## [WORK INSTRUCTION A]
List every excuse the blog post says B gave to explain his nice belongings.

My son's plummeting grades and high attendance problems were loud cries for help. His father simply excused them. I see this where I work all the time, too. While I'm ranting-- what's up with parents who take in their kids' friends because they got kicked out of the house? Hello? Do you believe the kid's sad story, or do you really investigate. Call Child Protective Services, for crying out loud!  Right now, a nice kid is living with his girlfriend-- he's 17 and the girl is 18. Her mom is letting them shack up! The girl is a drug dealer. Mom? Anybody home? Hello?

My son was always on his cellphone. I didn't allow it at the dinner table. I hated that stupid cellphone, but his father paid for it. Parents, if you are paying their cellphone bill take a look at the statement. Had I looked my son's cellphone, I would have seen over 100 names in it. These were B's customers. I hate text messaging. I really do. What happened to a real conversation? Kids text for drugs all the time. Read the texts! Learn how! Parents, if you suspect your kid could be using drugs, then disconnect the text messaging. I didn't have text messaging as a kid!

Another sign-- my son always had nice clothes. Lots of CDs. He had video games and he was eating in places I couldn't afford. B always had a lame excuse-- that he traded in his games for new ones. That his dad bought him shoes...that a friend gave him his new brand name shirts. My son made THOUSANDS of dollars dealing drugs. He has nothing to show for it.

My son says that a friend introduced him to smoking heroin. Oxy was too expensive for him, and heroin is cheaper to buy. B quit selling oxycontin because the police had him on their radar. It's a miracle that B never got busted. He got pulled over, several times. He got searched. But the police never found his stash. B says he had dozens of oxy pills in his possession when he got pulled over. He'd probably still be in jail, by now. B said it scared him so bad that he got out of the business.

He says that he liked smoking heroin from the first time he smoked it. There aren't any telltale signs. Not really. Sure, my son got skinny but he's always been tall and lean. I noticed that my son couldn't sleep at night, so his father got him prescription sleeping pills. My son started having panic attacks, so his dad got him klonopin. My son was, literally, a zombie.

With that came lots of drama. I will continue with that tomorrow.

Today, my heart goes out to parents and loved ones who are so new to this.
Please, learn about oxycontin! Please. I have links on my blog. Take it seriously. Please, parents, find a support group in your area. Talk to other parents. Look at links on my blog and visit other bloggers. Follow their links...the path will lead you to people who have been there, done that and are still doing it.

I'm so thankful that I was prompted (I believe, by God) to start my own blog. It first started out as a way to keep my family updated on my son's progress. Now, this is beginning to evolve in my ministry.

Yes, I am a Christian. I'm not perfect. I'm just a believer and follower in my Lord and Saviour, Jesus.. If you aren't, I still care about you. Addiction takes hostages of all socio-economic and religions or non-religions. Addiction steals our loved ones soul and they are fighting a battle that has a very strong opponent.

Parents, please educate yourself. B's father never did take the time to attend classes, let alone an NA meeting. I'm not an expert, by any means. I read and I GOOGLE as much as I can.

I know this-- my son and I have restored our relationship. I think that I finally got the message to be a "safe place" for him to come to. That is, I have learned to listen to my son's stories. They horrify me, and they break my heart. Still, my son isn't asking me for answers, most of the time. He is pouring out his heart to me, and I can only listen and pray for him. I try and give advice, but a little at a time and in 10 seconds or less. Otherwise, he'll tune me out. No lectures. Kids hate it. Watch your tone of voice. I have had to work on that. I try to keep compassion in my voice. If B senses I'm angry, he tunes me out.

## [RECORDS PROVIDED]
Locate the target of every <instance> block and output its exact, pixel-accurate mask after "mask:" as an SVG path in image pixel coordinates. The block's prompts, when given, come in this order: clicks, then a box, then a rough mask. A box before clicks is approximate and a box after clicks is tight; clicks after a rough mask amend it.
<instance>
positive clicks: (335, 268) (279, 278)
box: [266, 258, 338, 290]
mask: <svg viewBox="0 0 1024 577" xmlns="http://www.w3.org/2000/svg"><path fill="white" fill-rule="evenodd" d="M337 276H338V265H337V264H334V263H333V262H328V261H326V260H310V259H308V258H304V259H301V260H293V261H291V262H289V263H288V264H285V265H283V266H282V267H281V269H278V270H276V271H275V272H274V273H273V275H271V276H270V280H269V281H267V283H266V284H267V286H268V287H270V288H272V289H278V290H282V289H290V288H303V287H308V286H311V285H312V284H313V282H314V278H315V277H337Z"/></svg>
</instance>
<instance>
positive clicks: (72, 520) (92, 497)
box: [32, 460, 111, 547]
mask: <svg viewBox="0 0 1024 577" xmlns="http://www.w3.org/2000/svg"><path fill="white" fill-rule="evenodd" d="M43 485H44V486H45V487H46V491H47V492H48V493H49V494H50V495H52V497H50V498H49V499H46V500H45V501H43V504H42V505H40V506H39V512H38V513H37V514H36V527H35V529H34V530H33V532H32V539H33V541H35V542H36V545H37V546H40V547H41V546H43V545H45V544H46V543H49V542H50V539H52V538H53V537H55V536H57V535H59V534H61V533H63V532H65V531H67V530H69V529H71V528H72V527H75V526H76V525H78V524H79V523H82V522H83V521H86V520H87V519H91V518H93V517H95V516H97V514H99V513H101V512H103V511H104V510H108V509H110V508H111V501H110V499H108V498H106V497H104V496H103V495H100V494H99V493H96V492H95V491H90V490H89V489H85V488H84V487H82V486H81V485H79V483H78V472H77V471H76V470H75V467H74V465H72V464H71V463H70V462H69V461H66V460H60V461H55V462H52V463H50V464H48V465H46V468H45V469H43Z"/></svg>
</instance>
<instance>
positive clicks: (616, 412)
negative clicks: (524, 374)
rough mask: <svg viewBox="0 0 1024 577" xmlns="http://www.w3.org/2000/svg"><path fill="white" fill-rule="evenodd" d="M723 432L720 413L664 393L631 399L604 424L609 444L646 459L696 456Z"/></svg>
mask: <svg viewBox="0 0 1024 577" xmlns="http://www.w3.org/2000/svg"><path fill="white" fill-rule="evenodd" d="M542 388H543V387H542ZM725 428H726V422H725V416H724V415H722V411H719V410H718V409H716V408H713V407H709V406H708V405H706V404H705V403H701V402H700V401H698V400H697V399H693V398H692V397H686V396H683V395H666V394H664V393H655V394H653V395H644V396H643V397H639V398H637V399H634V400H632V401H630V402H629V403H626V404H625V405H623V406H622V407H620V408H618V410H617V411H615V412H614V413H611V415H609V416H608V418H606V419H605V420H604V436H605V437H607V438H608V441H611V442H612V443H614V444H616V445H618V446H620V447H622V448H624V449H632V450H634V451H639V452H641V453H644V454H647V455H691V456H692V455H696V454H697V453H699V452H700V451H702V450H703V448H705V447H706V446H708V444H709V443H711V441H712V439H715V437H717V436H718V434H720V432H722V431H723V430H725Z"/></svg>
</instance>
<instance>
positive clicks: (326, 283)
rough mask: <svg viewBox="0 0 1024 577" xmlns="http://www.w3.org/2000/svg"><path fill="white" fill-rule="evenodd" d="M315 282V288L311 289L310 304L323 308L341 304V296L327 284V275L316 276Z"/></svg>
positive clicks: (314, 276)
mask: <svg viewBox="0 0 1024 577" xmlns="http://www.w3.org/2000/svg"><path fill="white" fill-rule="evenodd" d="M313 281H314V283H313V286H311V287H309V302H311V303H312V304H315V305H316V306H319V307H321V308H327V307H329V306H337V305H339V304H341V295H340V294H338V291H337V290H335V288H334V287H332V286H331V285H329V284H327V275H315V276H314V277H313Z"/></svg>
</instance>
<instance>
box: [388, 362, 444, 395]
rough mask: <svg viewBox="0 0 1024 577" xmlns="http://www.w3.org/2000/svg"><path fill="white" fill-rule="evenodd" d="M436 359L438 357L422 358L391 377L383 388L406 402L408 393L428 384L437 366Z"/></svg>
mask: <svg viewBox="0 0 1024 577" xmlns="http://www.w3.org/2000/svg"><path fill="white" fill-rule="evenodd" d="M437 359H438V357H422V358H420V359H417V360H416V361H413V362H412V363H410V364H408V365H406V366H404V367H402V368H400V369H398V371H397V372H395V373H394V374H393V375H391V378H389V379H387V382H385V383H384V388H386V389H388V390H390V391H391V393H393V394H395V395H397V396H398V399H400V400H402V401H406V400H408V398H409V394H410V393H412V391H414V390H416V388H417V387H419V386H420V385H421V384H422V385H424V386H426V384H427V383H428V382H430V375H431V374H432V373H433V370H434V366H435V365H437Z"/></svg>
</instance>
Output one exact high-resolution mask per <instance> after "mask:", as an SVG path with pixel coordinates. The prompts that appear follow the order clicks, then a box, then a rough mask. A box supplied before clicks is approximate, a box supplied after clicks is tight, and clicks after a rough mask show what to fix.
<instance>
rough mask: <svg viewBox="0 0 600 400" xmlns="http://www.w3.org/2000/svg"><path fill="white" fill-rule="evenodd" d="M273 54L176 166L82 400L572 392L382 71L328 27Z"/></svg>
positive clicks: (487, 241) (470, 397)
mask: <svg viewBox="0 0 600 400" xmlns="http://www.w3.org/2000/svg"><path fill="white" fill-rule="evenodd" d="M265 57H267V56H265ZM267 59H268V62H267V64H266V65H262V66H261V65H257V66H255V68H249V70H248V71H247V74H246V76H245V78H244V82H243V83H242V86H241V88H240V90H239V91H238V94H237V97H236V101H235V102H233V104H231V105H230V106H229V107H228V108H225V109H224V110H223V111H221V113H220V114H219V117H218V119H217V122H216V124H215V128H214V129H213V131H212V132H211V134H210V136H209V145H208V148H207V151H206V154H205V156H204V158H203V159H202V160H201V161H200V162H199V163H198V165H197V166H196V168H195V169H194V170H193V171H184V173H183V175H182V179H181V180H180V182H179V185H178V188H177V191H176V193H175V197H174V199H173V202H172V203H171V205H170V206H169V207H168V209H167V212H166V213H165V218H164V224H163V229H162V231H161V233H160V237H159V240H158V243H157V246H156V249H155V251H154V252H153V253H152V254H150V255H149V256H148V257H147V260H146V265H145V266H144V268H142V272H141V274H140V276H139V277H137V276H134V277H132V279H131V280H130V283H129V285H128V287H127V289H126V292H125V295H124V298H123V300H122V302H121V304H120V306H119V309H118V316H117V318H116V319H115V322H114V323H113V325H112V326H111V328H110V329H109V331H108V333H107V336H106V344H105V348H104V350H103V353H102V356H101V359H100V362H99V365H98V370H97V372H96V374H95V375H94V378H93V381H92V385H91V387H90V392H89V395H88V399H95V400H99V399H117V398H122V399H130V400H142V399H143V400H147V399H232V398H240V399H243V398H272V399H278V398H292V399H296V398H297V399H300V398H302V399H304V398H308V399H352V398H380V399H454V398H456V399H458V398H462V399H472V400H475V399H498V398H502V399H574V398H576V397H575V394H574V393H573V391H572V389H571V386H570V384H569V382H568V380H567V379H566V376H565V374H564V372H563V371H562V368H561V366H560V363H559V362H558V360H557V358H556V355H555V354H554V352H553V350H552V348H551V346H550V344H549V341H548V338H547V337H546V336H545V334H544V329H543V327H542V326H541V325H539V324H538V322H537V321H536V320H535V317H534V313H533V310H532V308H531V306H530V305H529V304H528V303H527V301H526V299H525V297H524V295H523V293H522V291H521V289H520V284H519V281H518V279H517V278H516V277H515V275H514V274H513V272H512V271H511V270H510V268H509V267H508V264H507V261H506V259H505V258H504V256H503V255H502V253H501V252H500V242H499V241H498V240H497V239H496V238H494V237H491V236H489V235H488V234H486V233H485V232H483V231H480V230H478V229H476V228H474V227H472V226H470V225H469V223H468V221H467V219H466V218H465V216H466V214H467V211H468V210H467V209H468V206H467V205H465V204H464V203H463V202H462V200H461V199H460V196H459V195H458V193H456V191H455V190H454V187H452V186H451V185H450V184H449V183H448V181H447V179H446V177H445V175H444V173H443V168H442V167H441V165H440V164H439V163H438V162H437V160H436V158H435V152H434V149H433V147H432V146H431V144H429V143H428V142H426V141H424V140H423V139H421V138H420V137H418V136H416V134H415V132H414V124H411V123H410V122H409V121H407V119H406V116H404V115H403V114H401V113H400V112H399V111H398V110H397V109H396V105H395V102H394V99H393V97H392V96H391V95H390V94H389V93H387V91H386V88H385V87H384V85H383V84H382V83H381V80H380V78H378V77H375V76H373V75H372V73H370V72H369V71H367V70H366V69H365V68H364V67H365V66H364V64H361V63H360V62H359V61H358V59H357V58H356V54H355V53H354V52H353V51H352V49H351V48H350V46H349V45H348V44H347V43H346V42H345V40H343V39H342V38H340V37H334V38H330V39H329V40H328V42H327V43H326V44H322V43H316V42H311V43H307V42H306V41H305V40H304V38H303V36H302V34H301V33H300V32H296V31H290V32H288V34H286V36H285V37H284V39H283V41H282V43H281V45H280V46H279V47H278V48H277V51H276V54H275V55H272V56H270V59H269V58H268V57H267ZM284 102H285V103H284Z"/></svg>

## [WORK INSTRUCTION B]
Write out the entries from their first line to the line with "box: [266, 258, 338, 290]", reproducing each line without any change.

## [EXERCISE ANSWER A]
- He traded in his games for new ones.
- His dad bought him shoes.
- A friend gave him his new brand-name shirts.

## [EXERCISE ANSWER B]
Locate the target of every <instance> block and output its exact, pixel-accurate mask after "mask:" as an SVG path in image pixel coordinates. The block's prompts, when given, come in this order: clicks, then a box, then a rough mask. A box before clicks is approximate and a box after clicks is tight; clicks after a rough mask amend it.
<instance>
positive clicks: (335, 268) (279, 278)
box: [266, 258, 338, 290]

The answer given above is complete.